Supplied data:
╭──
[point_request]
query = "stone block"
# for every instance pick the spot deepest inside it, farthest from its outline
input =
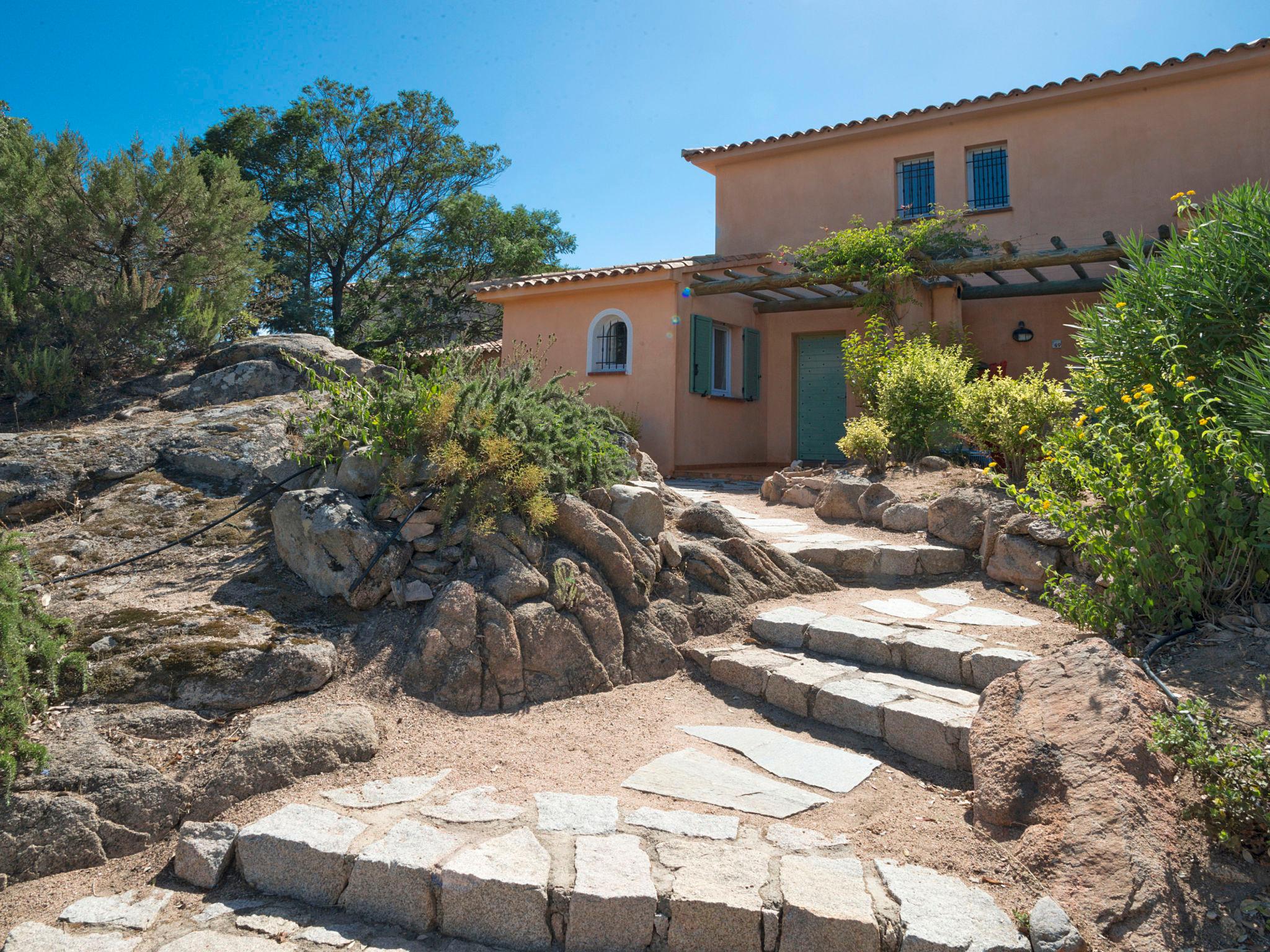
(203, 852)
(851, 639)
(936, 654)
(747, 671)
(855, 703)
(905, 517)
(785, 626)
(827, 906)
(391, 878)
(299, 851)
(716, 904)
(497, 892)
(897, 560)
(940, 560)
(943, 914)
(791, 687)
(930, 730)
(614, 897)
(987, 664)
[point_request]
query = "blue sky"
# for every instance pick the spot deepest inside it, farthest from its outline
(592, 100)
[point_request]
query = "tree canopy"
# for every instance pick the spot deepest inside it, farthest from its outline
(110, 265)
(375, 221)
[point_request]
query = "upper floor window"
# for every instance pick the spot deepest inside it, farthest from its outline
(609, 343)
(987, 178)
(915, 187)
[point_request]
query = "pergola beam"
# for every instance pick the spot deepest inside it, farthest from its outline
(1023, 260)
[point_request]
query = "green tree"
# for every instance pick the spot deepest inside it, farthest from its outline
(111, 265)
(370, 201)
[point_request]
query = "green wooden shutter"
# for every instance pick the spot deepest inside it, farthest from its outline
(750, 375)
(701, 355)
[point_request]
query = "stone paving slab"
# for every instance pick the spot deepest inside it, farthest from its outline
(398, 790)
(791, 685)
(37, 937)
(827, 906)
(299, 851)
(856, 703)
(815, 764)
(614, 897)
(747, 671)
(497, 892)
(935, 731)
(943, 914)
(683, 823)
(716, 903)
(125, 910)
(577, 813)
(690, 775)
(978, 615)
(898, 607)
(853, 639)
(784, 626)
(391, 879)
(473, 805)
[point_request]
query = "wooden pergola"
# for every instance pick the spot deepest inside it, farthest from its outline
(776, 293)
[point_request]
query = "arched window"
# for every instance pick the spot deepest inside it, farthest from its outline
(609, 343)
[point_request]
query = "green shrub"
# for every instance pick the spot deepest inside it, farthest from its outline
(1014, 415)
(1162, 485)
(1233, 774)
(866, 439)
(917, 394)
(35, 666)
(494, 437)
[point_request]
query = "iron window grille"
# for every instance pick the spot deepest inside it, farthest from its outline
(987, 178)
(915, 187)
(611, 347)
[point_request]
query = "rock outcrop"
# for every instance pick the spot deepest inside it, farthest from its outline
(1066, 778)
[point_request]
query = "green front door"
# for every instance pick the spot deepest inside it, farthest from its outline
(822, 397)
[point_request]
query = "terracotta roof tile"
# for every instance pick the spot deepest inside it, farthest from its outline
╰──
Work required: Count the lines of the data above that contain the string "stone", and give only the number.

Complete response: 2